— Written problem 1 —
Express the entries as a Markdown table with the columns Row and Entry line, numbering each line and leaving out blank ones. Begin at the line of the entries that has "Target: window" and stop after the last line of the entries.

— Extract to read —
Single by Tages
- B-side: "Get Up An' Get Goin'"
- Released: 28 November 1966
- Recorded: 22 November 1966
- Studio: Europafilm Studios, Stockholm
- Genre: Pop
- Length: 2:20
- Label: Platina
- Songwriters: Göran Lagerberg; Anders Töpel; Tommy Tausis; Danne Larsson; Tommy Blom;
- Producer: Anders Henriksson

Tages singles chronology
| "Crazy 'Bout My Baby" (1966) | "Miss Mac Baren" (1966) | "Secret Room" (1967) |

= Miss Mac Baren =

"Miss Mac Baren" is a song by the Swedish rock band Tages, released as a single in November 1966. It was written by all five members of the group and was recorded during the sessions for their third studio album, Extra Extra, but was ultimately excluded from it. The B-side, "Get Up An' Get Goin'", was however included as the fourth track on the album. "Miss Mac Baren" got its first album release on Tages Hits Vol. 3, a compilation album released in August 1967.

— Data provided —

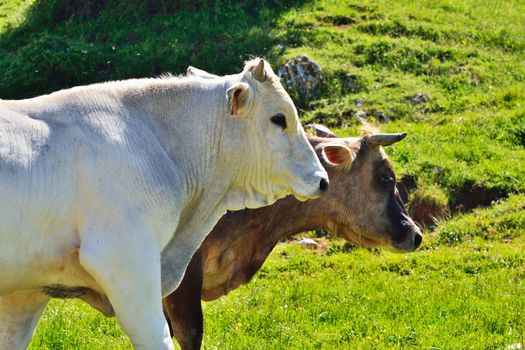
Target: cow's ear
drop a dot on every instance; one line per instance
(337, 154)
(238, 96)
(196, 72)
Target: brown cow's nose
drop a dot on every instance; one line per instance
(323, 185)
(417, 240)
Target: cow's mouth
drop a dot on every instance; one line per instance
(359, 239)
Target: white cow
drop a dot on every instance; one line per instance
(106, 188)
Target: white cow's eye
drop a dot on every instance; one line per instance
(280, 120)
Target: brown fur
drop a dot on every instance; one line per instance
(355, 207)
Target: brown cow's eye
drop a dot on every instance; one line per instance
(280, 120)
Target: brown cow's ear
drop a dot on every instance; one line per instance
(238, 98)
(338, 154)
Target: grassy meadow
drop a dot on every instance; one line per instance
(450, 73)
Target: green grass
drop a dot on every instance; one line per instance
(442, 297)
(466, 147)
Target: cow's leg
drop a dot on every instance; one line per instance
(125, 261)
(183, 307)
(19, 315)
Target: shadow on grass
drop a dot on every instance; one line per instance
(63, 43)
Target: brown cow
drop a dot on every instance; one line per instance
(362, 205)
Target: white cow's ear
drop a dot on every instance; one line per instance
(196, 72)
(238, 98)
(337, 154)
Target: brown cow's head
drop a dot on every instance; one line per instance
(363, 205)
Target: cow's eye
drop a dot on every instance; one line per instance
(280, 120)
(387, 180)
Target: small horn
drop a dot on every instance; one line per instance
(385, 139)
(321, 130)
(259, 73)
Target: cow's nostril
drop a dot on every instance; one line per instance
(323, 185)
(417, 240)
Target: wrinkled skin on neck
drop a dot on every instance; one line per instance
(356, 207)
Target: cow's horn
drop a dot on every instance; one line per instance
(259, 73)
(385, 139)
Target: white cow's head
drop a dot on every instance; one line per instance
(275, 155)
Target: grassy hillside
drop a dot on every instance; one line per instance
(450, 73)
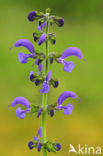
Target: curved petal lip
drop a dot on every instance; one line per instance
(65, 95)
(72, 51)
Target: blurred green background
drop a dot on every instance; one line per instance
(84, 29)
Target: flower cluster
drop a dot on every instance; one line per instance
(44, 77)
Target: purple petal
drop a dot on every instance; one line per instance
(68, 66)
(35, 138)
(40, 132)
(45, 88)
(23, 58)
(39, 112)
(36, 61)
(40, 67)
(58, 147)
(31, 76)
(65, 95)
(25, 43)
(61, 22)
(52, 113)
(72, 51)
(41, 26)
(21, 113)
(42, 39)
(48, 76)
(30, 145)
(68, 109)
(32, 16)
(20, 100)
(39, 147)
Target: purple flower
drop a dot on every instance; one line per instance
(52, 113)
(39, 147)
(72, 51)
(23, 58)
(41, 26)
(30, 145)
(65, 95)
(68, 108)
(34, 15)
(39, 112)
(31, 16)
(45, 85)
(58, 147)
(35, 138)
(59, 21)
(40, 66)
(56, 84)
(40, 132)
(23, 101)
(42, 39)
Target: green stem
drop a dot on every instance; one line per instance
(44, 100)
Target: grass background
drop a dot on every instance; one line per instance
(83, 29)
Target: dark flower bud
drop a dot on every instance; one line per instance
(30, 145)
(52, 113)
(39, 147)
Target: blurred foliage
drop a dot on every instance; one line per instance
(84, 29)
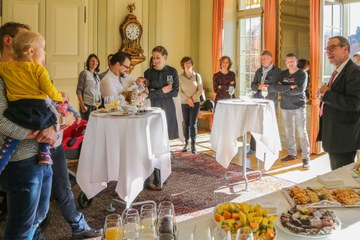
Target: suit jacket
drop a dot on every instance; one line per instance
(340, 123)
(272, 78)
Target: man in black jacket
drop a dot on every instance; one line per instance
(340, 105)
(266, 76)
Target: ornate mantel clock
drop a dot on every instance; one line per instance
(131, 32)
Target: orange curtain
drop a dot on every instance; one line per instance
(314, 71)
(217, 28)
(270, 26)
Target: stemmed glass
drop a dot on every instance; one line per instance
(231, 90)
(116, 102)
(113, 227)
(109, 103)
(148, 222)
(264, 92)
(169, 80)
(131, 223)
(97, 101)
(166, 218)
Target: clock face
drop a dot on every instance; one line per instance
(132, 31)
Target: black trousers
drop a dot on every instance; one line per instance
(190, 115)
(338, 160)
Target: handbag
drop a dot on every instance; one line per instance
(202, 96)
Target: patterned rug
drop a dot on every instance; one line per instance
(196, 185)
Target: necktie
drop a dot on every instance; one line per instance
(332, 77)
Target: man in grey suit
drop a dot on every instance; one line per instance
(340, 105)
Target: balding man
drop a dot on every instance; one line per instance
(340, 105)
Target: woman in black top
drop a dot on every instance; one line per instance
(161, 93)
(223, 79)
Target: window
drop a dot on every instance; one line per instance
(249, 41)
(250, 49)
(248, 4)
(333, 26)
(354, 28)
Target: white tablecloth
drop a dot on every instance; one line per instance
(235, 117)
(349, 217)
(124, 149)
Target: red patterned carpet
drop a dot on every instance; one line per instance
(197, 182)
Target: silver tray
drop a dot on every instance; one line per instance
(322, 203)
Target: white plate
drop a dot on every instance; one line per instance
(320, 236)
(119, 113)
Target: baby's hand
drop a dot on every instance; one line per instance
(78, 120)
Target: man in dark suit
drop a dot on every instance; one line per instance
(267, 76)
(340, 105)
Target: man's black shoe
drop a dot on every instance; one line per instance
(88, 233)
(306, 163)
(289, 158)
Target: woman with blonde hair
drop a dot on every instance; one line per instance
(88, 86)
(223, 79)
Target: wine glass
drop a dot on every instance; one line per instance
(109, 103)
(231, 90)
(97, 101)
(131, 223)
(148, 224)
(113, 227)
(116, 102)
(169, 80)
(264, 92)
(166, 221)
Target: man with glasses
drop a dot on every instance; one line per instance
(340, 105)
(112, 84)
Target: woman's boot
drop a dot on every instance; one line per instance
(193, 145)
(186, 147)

— Written problem 2 —
Quote the article on "Miss Mac Baren" word for word, beginning at the words "Tages singles chronology" and stopping after "in August 1967.".

— Correct answer 1 —
| Row | Entry line |
|---|---|
| 1 | Target: window |
| 2 | drop a dot on every instance; one line per instance |
| 3 | (249, 41) |
| 4 | (250, 49) |
| 5 | (248, 4) |
| 6 | (333, 26) |
| 7 | (354, 28) |
| 8 | Target: white tablecloth |
| 9 | drop a dot on every instance; one line per instance |
| 10 | (235, 117) |
| 11 | (349, 217) |
| 12 | (124, 149) |
| 13 | Target: red patterned carpet |
| 14 | drop a dot on every instance; one line per instance |
| 15 | (197, 182) |
| 16 | Target: silver tray |
| 17 | drop a dot on every instance; one line per instance |
| 18 | (322, 203) |
| 19 | Target: white plate |
| 20 | drop a dot on every instance; one line per instance |
| 21 | (320, 236) |
| 22 | (119, 113) |
| 23 | Target: baby's hand |
| 24 | drop a dot on every instance; one line per instance |
| 25 | (78, 120) |
| 26 | Target: man in dark suit |
| 27 | drop a dot on every instance; one line per instance |
| 28 | (267, 76) |
| 29 | (340, 105) |
| 30 | Target: man's black shoe |
| 31 | drop a dot on every instance; one line per instance |
| 32 | (88, 233) |
| 33 | (306, 163) |
| 34 | (289, 158) |
| 35 | Target: woman with blonde hair |
| 36 | drop a dot on every instance; one line per instance |
| 37 | (88, 86) |
| 38 | (223, 79) |
| 39 | Target: wine glass |
| 40 | drop a dot on every instance; one line per instance |
| 41 | (109, 103) |
| 42 | (231, 90) |
| 43 | (97, 101) |
| 44 | (131, 223) |
| 45 | (148, 224) |
| 46 | (113, 227) |
| 47 | (116, 102) |
| 48 | (169, 80) |
| 49 | (264, 92) |
| 50 | (166, 221) |
| 51 | Target: man with glasses |
| 52 | drop a dot on every instance; one line per instance |
| 53 | (340, 105) |
| 54 | (112, 84) |
| 55 | Target: woman's boot |
| 56 | drop a dot on every instance; one line per instance |
| 57 | (193, 145) |
| 58 | (186, 147) |

— Correct answer 2 —
Tages singles chronology
| "Crazy 'Bout My Baby" (1966) | "Miss Mac Baren" (1966) | "Secret Room" (1967) |

= Miss Mac Baren =

"Miss Mac Baren" is a song by the Swedish rock band Tages, released as a single in November 1966. It was written by all five members of the group and was recorded during the sessions for their third studio album, Extra Extra, but was ultimately excluded from it. The B-side, "Get Up An' Get Goin'", was however included as the fourth track on the album. "Miss Mac Baren" got its first album release on Tages Hits Vol. 3, a compilation album released in August 1967.